- WHAT IS EXPECTED: What is needed is an exact copy of the lines in the listing below, from the one with "the concrete steps" up to and including the one with "the palm frond", with no other lines.

*****

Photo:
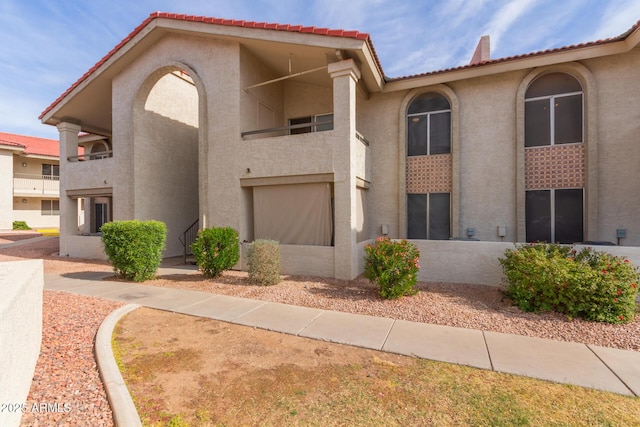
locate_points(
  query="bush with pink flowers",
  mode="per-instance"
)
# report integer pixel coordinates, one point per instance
(587, 284)
(393, 266)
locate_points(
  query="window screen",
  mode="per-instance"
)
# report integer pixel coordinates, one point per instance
(417, 216)
(417, 133)
(553, 111)
(537, 123)
(440, 133)
(49, 207)
(568, 215)
(538, 215)
(564, 217)
(553, 84)
(429, 125)
(429, 216)
(293, 214)
(568, 119)
(439, 216)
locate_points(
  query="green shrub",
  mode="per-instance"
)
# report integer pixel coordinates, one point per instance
(586, 284)
(393, 266)
(216, 249)
(20, 225)
(134, 247)
(264, 262)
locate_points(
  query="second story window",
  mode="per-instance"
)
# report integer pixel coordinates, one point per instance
(429, 125)
(50, 171)
(553, 111)
(317, 123)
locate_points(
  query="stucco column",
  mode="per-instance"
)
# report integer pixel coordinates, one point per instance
(68, 206)
(6, 190)
(345, 75)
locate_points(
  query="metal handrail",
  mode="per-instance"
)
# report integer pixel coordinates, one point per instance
(188, 237)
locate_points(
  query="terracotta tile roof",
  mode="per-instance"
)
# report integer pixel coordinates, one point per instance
(31, 144)
(526, 55)
(215, 21)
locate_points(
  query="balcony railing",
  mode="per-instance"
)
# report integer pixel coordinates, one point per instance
(29, 184)
(91, 156)
(307, 127)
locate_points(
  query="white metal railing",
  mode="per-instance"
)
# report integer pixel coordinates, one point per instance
(36, 184)
(91, 156)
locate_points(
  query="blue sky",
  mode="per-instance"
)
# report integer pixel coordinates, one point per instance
(46, 45)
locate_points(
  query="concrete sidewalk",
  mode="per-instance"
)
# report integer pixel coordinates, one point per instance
(36, 238)
(601, 368)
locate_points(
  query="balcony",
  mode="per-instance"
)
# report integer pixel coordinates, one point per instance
(36, 185)
(303, 148)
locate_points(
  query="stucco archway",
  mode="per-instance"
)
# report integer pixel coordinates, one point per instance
(167, 113)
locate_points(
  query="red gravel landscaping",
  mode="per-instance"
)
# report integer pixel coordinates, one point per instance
(66, 388)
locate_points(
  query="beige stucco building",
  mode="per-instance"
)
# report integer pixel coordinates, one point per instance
(295, 134)
(29, 181)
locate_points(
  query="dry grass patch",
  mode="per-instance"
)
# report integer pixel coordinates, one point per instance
(186, 370)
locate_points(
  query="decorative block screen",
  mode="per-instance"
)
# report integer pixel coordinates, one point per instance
(429, 174)
(555, 166)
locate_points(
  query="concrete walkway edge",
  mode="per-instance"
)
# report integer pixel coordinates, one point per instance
(124, 411)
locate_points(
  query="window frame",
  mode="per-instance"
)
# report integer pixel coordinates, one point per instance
(552, 116)
(428, 115)
(427, 216)
(552, 210)
(53, 168)
(51, 209)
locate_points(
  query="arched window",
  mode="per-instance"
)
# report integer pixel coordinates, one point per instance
(554, 202)
(553, 111)
(429, 125)
(429, 133)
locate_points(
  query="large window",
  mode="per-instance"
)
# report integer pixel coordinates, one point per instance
(50, 171)
(554, 215)
(429, 125)
(294, 214)
(428, 216)
(553, 111)
(49, 207)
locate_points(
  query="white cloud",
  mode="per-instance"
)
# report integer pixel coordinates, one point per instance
(504, 18)
(618, 17)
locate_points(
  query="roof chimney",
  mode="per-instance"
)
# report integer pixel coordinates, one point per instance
(483, 51)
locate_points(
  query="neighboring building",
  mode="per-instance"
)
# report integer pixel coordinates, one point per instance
(295, 134)
(29, 181)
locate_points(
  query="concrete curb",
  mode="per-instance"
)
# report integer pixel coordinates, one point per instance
(124, 411)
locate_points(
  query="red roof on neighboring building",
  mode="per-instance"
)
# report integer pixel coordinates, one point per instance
(31, 144)
(215, 21)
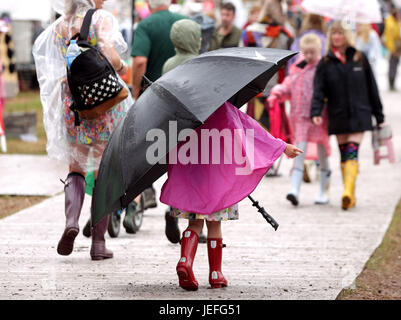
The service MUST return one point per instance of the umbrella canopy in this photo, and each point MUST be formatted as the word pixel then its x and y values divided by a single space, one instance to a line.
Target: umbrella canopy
pixel 360 11
pixel 188 95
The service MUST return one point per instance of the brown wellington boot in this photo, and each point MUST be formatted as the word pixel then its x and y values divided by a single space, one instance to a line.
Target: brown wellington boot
pixel 74 189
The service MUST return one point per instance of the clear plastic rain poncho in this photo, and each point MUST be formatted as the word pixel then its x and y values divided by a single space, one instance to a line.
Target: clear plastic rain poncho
pixel 82 146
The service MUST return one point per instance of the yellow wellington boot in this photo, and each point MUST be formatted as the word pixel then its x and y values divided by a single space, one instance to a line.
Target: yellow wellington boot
pixel 342 170
pixel 350 174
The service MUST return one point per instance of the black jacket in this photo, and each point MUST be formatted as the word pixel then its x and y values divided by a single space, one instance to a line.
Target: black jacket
pixel 351 93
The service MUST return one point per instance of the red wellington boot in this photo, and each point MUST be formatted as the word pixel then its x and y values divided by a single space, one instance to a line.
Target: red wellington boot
pixel 189 244
pixel 215 253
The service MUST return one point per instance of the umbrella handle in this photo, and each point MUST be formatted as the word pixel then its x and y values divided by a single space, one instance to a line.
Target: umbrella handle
pixel 265 215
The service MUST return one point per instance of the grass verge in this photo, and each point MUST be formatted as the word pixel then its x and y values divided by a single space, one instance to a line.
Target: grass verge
pixel 380 279
pixel 27 101
pixel 12 204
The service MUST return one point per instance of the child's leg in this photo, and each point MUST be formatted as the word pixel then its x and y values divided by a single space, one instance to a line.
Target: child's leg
pixel 189 245
pixel 297 174
pixel 196 225
pixel 324 175
pixel 213 229
pixel 215 254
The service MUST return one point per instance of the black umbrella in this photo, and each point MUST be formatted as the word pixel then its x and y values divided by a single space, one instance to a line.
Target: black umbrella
pixel 188 94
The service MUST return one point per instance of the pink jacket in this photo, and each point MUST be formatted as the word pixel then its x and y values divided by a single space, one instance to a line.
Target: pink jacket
pixel 298 88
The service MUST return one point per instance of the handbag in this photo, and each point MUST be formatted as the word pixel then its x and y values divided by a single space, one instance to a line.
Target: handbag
pixel 93 82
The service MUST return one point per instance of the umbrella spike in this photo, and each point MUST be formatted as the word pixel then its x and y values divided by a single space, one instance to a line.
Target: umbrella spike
pixel 265 215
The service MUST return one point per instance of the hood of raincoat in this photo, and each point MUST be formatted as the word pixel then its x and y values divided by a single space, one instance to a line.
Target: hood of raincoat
pixel 71 6
pixel 186 36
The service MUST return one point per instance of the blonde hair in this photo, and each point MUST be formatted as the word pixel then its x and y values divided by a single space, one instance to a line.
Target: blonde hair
pixel 339 26
pixel 313 22
pixel 310 40
pixel 364 32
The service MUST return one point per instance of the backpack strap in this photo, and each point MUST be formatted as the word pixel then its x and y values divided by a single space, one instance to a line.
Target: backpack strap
pixel 84 33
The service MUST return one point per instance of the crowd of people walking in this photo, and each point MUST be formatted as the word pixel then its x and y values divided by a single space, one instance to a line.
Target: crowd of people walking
pixel 330 85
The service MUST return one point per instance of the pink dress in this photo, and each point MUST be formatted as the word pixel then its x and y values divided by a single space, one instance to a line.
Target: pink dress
pixel 298 88
pixel 211 187
pixel 2 96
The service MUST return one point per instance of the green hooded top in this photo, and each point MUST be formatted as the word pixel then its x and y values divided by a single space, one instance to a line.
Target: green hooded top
pixel 186 37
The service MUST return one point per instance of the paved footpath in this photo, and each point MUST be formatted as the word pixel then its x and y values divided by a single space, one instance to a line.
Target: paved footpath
pixel 317 250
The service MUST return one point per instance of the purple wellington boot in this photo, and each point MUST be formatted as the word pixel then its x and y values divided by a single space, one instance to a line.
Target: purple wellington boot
pixel 74 197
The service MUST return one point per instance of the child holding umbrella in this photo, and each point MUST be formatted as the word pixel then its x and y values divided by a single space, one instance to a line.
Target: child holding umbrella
pixel 194 191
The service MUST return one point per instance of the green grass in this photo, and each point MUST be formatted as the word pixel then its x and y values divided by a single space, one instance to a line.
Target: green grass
pixel 380 278
pixel 24 102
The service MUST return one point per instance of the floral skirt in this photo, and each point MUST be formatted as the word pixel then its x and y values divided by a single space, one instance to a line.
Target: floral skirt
pixel 230 213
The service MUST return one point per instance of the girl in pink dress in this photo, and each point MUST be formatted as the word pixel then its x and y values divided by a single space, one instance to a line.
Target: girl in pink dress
pixel 2 103
pixel 298 88
pixel 209 188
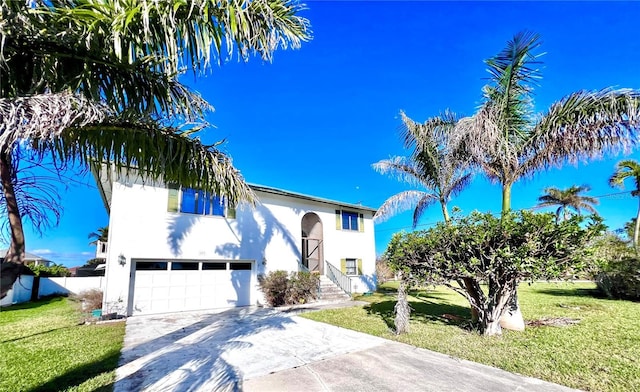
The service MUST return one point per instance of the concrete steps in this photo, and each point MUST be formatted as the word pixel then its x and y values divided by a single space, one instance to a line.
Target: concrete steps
pixel 330 292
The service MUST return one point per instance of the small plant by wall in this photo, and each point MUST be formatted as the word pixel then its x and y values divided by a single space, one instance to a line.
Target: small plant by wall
pixel 281 288
pixel 89 299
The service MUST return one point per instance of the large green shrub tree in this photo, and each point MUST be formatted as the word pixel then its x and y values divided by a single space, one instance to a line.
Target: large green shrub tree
pixel 97 81
pixel 509 140
pixel 498 252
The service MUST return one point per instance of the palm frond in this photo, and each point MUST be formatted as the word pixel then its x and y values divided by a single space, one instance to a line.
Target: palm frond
pixel 458 185
pixel 402 169
pixel 197 31
pixel 426 201
pixel 401 202
pixel 627 168
pixel 583 125
pixel 513 73
pixel 571 197
pixel 74 129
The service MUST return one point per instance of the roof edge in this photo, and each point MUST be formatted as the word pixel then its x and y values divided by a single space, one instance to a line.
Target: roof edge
pixel 282 192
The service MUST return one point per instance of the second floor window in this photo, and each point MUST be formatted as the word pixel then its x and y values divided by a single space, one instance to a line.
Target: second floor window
pixel 193 201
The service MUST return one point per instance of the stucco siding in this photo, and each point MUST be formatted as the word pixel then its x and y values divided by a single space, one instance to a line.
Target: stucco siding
pixel 140 227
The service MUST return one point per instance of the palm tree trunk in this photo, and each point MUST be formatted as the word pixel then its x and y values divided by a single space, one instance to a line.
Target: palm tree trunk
pixel 12 264
pixel 636 229
pixel 512 318
pixel 402 309
pixel 506 198
pixel 445 212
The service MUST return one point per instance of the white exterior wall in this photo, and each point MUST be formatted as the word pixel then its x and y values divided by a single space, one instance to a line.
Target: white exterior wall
pixel 269 234
pixel 20 292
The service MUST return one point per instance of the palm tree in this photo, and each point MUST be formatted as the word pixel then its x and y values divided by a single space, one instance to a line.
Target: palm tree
pixel 102 235
pixel 509 141
pixel 566 199
pixel 629 168
pixel 434 166
pixel 85 81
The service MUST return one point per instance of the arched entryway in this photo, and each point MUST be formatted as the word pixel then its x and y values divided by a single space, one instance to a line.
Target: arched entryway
pixel 312 252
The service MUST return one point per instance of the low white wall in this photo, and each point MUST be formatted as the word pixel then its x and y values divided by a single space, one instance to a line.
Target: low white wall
pixel 70 285
pixel 20 292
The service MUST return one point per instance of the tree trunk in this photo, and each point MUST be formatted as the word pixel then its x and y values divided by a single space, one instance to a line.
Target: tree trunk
pixel 13 262
pixel 636 229
pixel 512 317
pixel 471 286
pixel 445 211
pixel 402 309
pixel 506 198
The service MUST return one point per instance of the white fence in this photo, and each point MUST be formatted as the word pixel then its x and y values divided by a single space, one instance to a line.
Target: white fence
pixel 70 285
pixel 21 291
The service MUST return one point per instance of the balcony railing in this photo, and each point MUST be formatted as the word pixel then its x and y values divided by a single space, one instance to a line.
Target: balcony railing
pixel 336 276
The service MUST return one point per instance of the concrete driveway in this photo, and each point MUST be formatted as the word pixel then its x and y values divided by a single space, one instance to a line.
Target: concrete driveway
pixel 256 349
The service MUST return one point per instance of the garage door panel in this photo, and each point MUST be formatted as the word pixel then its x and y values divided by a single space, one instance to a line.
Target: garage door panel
pixel 193 278
pixel 177 278
pixel 158 291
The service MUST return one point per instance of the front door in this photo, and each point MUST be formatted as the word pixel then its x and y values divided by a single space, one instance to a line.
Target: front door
pixel 312 251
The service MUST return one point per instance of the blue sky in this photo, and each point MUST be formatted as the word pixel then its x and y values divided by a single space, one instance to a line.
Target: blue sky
pixel 315 119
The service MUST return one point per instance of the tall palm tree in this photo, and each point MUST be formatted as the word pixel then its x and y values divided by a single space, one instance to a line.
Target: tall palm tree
pixel 625 169
pixel 509 141
pixel 433 165
pixel 97 81
pixel 566 199
pixel 102 235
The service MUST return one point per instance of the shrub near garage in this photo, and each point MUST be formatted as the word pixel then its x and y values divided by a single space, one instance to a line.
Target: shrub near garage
pixel 281 288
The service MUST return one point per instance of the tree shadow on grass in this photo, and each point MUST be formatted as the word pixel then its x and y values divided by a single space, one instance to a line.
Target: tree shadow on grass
pixel 80 374
pixel 425 311
pixel 37 334
pixel 572 292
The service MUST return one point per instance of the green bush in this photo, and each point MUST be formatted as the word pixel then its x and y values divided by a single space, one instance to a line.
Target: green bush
pixel 620 279
pixel 44 271
pixel 281 288
pixel 274 287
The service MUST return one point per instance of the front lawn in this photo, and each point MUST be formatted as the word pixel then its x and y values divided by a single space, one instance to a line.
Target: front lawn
pixel 599 353
pixel 44 347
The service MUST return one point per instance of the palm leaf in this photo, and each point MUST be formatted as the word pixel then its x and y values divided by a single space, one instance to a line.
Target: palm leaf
pixel 583 125
pixel 401 202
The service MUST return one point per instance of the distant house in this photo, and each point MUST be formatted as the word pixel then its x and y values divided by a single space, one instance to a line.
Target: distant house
pixel 174 249
pixel 29 258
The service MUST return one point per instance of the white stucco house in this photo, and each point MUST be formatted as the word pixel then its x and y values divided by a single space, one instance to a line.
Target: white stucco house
pixel 180 249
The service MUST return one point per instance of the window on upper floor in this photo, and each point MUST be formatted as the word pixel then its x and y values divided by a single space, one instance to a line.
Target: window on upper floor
pixel 349 220
pixel 351 266
pixel 192 201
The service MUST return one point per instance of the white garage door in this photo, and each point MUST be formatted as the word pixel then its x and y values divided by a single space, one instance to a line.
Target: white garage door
pixel 179 285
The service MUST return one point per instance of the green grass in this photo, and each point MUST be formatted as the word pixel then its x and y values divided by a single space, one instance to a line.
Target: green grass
pixel 600 353
pixel 44 347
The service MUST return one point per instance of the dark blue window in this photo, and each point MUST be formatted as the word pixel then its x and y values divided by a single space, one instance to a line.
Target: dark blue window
pixel 202 203
pixel 349 220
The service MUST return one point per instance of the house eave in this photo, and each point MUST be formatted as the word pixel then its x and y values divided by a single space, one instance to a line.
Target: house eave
pixel 281 192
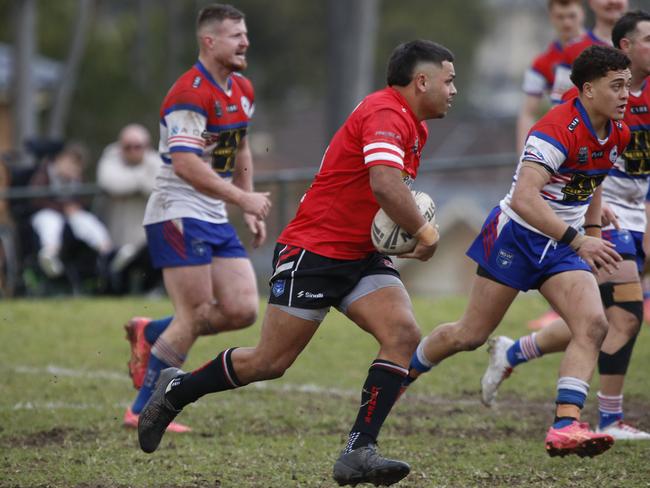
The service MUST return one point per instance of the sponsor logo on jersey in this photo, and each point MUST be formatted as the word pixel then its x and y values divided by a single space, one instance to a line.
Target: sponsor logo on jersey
pixel 278 288
pixel 199 248
pixel 386 133
pixel 504 259
pixel 624 236
pixel 308 294
pixel 533 154
pixel 583 155
pixel 247 106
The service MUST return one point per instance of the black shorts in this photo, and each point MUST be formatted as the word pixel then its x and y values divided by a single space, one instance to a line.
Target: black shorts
pixel 302 279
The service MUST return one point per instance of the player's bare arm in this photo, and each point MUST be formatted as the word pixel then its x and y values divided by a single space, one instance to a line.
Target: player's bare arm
pixel 530 206
pixel 243 178
pixel 527 117
pixel 395 198
pixel 197 173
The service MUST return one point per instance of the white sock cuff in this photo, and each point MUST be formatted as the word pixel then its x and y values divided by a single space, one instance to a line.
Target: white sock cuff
pixel 419 352
pixel 610 403
pixel 571 383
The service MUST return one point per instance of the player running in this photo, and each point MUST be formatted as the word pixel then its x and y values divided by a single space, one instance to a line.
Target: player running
pixel 207 163
pixel 567 18
pixel 624 192
pixel 531 241
pixel 325 258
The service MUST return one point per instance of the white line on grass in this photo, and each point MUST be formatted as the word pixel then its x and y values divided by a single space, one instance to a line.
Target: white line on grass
pixel 309 388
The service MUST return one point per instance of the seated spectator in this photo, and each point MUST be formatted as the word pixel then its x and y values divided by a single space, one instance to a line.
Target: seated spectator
pixel 53 213
pixel 126 172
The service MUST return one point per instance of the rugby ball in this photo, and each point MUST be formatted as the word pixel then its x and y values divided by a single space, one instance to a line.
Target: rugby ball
pixel 390 238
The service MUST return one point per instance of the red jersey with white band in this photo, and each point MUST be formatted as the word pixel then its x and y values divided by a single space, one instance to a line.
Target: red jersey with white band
pixel 565 144
pixel 199 117
pixel 335 214
pixel 538 79
pixel 571 51
pixel 626 186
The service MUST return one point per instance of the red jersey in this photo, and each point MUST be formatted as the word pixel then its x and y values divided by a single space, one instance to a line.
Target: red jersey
pixel 626 186
pixel 336 212
pixel 539 78
pixel 200 117
pixel 566 145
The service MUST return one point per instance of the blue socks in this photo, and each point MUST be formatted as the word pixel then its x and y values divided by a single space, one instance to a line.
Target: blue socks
pixel 571 391
pixel 524 349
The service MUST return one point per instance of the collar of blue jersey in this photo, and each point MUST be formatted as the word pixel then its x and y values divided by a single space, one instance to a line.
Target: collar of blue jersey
pixel 585 118
pixel 209 77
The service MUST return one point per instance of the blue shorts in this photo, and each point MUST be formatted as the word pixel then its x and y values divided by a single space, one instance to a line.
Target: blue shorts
pixel 519 257
pixel 191 242
pixel 629 244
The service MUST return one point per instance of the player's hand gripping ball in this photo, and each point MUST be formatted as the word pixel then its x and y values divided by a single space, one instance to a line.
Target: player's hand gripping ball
pixel 390 238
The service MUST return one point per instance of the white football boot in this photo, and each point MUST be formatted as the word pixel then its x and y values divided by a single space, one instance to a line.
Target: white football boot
pixel 621 431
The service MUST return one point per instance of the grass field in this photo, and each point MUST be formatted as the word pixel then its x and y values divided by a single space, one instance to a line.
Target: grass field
pixel 64 388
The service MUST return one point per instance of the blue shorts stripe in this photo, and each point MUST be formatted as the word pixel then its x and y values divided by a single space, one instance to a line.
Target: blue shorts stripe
pixel 519 257
pixel 191 242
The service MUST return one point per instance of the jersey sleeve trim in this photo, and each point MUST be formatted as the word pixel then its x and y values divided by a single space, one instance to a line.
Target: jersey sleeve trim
pixel 555 143
pixel 384 157
pixel 194 150
pixel 383 145
pixel 185 106
pixel 383 162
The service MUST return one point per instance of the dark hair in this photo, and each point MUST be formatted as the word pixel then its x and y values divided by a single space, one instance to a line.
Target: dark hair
pixel 217 12
pixel 563 3
pixel 627 24
pixel 595 62
pixel 407 55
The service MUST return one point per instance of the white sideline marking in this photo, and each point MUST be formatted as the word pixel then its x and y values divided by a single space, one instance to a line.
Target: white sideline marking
pixel 308 388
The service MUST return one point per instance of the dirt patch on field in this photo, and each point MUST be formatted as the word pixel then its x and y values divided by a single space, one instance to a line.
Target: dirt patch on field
pixel 53 437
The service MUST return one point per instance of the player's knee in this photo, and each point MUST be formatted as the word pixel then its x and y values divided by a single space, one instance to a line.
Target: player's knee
pixel 240 315
pixel 597 327
pixel 199 317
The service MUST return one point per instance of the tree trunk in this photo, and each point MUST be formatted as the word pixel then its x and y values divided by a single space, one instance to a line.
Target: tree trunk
pixel 175 41
pixel 68 82
pixel 352 31
pixel 24 109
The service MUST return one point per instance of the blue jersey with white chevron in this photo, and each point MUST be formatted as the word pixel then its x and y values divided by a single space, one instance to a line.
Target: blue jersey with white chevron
pixel 565 144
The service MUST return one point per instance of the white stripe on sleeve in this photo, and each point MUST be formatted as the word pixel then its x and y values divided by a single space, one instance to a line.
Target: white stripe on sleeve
pixel 383 145
pixel 384 157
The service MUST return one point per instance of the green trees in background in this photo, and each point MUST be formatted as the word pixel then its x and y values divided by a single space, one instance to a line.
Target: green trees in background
pixel 135 49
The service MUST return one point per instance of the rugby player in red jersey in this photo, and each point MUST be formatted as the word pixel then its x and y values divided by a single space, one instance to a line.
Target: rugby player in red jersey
pixel 531 241
pixel 567 18
pixel 624 193
pixel 325 258
pixel 206 162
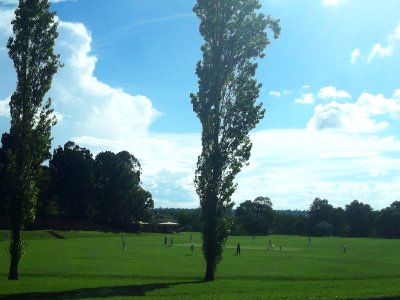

*****

- ANSWER SPACE:
The service MUST return one point per instance of the concrete steps in this photo, and each point MUST be formatted as the word pixel then its x and y values divided by a single space, one instance to a line.
Target: concrete steps
pixel 330 292
The service MUST return one point per instance of the small plant by wall in this photo, and each point MUST be formatted as the word pixel then its x and y values divided by a single space, one instance to a line.
Target: small plant by wall
pixel 281 288
pixel 89 299
The service MUST return one point per instance of the large green shrub tree in this photo, and each point MUST be formatted as the word pixel then its x and y values divided by a single space, one instance to a line.
Target: large green shrub tree
pixel 97 81
pixel 509 140
pixel 498 252
The service MUST return one point per instance of the palm frond in this photo, and each point MUST be formatted as the word pixel then its x and y values divided by a single space, one instance to a line.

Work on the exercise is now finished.